- [Trecho de origem]:
============================================================
O trecho utiliza duas vírgulas para destacar os “Núcleos de Apoio”, únicos setores na USP com autorização para serem criados, extintos ou remanejados sem a necessidade de dois terços dos votos do Conselho. Diz o item 13 sobre as “atribuições” do Conselho: “deliberar, por dois terços da totalidade de seus membros, sobre a criação, incorporação e extinção de Unidades, Museus, órgãos de Integração, exceto os Núcleos de Apoio, e Órgãos Complementares”. Ao ignorar a última vírgula do trecho, o Conselho acabou abarcando os “Órgãos Complementares” na exceção – justamente a categoria em que o HRAC se enquadra. Se a vírgula fosse respeitada, a desvinculação do hospital precisaria ser aprovada por, no mínimo, 76 conselheiros, mas acabou passando por maioria simples – 63 votos a favor, 27 contra e 16 abstenções.

Apesar de a Adusp afirmar que não é possível falar em má fé, há indícios de que o conselho violou o estatuto de forma deliberada. Na mesma votação, e ainda sem os dois terços dos apoios necessários, o conselho derrubou o status de Órgão Complementar do Centrinho ao subtrair do estatuto o inciso I do artigo 8º. Também na mesma reunião, o conselho incluiu um novo artigo, o 263, que torna o Centrinho uma Entidade Associada. A mudança deve facilitar a administração do complexo pela Secretaria de Saúde porque passa a funcionar como uma autarquia especial, da mesma forma que o Hospital das Clínicas de São Paulo.

Insatisfeitos com o resultado, os professores da Associação de Docentes encaminharam para a reitoria uma petição para tentar anular a desvinculação do complexo. Nele, os docentes anexaram as 16 páginas de uma reunião do Conselho que, em 2011, aprovou a exceção exclusiva aos Núcleos de Apoio no item 13.

Primeiro secretário e ex-presidente da Adusp, o professor do Instituto de Matemática e Estatística Francisco Miraglia Neto explica que os Núcleos de Apoio à pesquisa não têm o mesmo status que um hospital ou museu. “Os fatos falam por si. Não posso assegurar má-fé com a vírgula, mas incompetência certamente existiu.”

A Adusp teme que a desvinculação do Centrinho comprometa a excelência do hospital, especialmente em pesquisa, “uma das atividades-fim da universidade”. “O hospital em Bauru é um centro de referência internacional. Ele produz diretrizes sobre anomalias craniofaciais para toda América do Sul, Estados Unidos e Japão”, enumera o professor.

Embora o governo do estado tenha torcido o nariz para a desvinculação, ela está aprovada. Mesmo que não termine administrada pela Secretaria Estadual de Saúde, o HRAC pode agora ser privatizado ou assumido pela Empresa Brasileira de Serviços Hospitalares (EBSERH), acusada pela associação de ser usada pelo governo federal para facilitar a transferência de sua administração para as OSs (Organizações Sociais). “Ao deixar a USP, o trabalho de pesquisa no HRAC será destruído porque essa nunca foi a finalidade fundamental do sistema de saúde brasileiro.”
============================================================
- [Dados fornecidos]:
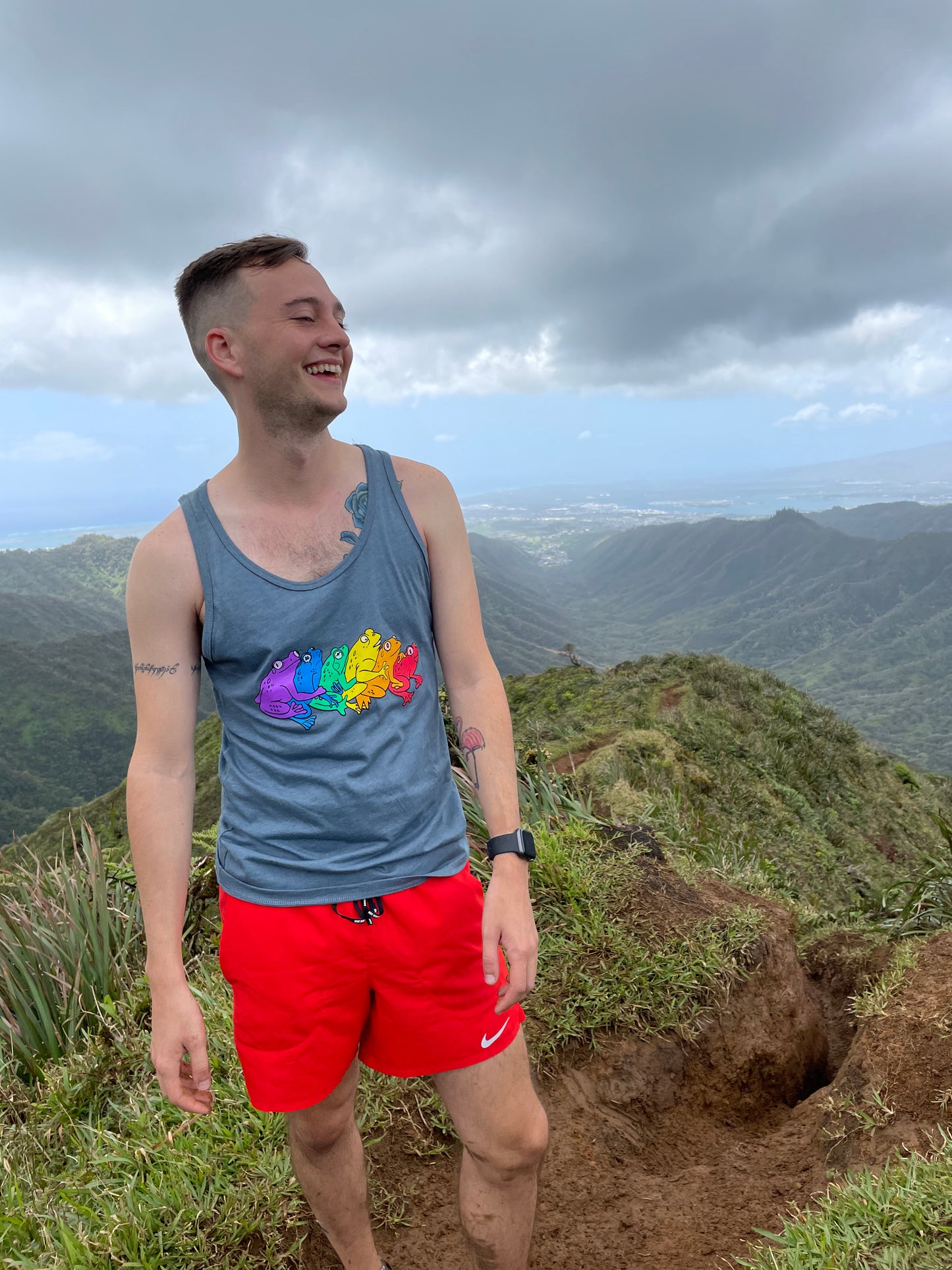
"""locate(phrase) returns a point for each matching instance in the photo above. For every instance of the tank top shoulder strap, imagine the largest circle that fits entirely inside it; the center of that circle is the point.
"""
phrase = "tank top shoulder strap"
(385, 489)
(205, 542)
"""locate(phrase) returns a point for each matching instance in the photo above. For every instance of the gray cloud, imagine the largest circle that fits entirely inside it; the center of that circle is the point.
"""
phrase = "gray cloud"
(667, 196)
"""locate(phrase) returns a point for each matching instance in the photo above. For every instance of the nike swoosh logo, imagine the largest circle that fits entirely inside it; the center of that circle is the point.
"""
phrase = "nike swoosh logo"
(488, 1043)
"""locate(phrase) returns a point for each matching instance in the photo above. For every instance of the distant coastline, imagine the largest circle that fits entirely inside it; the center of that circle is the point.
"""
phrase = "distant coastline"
(34, 539)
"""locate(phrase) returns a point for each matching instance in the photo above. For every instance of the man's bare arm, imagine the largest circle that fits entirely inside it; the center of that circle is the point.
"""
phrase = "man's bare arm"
(482, 713)
(167, 664)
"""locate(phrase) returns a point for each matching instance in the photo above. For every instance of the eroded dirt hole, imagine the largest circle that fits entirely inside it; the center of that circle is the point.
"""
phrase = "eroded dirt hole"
(668, 1156)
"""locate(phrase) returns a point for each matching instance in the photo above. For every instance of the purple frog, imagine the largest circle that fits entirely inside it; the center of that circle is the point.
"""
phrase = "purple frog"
(279, 699)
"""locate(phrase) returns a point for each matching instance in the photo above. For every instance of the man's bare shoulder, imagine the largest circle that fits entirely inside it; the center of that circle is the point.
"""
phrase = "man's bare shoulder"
(165, 558)
(432, 501)
(423, 482)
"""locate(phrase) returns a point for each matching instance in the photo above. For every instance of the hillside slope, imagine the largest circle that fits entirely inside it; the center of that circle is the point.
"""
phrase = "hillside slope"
(862, 624)
(731, 757)
(887, 520)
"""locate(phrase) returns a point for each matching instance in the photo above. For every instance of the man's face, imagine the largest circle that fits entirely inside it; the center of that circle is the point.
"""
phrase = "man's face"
(294, 349)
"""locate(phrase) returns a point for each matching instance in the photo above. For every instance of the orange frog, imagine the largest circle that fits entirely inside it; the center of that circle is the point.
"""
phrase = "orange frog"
(382, 678)
(405, 679)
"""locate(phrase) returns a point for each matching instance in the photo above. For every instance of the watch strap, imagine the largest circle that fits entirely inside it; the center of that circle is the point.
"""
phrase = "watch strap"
(518, 842)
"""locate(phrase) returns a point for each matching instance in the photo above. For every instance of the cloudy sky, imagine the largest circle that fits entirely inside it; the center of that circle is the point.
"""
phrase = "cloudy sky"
(644, 238)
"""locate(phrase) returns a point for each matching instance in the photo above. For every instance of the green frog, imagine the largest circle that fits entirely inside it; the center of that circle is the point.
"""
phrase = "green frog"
(334, 681)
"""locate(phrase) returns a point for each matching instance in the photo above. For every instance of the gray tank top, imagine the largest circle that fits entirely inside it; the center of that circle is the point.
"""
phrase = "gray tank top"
(334, 766)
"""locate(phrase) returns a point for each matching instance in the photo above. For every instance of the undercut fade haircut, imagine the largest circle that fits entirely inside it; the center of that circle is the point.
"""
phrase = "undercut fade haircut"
(210, 290)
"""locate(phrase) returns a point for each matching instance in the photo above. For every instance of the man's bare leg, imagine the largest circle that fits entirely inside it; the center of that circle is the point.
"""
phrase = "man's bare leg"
(328, 1157)
(504, 1132)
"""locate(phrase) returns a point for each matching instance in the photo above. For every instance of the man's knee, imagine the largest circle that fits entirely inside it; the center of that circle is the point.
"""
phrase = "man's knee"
(316, 1132)
(513, 1149)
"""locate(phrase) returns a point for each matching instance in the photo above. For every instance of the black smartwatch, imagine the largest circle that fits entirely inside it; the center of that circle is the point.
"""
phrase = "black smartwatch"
(519, 842)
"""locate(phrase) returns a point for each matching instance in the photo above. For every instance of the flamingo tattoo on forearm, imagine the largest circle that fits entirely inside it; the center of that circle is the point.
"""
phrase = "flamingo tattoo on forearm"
(470, 741)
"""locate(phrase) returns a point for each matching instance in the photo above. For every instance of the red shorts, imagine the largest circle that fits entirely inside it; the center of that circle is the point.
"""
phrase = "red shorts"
(405, 992)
============================================================
- [Tarefa proposta]:
Responda com base no trecho sobre a desvinculação do HRAC:
1. Quantos votos a favor, contra e abstenções teve a desvinculação do hospital?
2. Qual artigo novo o conselho incluiu no estatuto, e o que ele faz com o Centrinho?
3. Quantas páginas de reunião os docentes anexaram à petição, e de que ano era essa reunião?
O material não tem nenhum papel nesta atividade.

- [Resposta escrita]:
1. 63 votos a favor, 27 contra e 16 abstenções.
2. O artigo 263, que torna o Centrinho uma Entidade Associada.
3. 16 páginas, de uma reunião de 2011.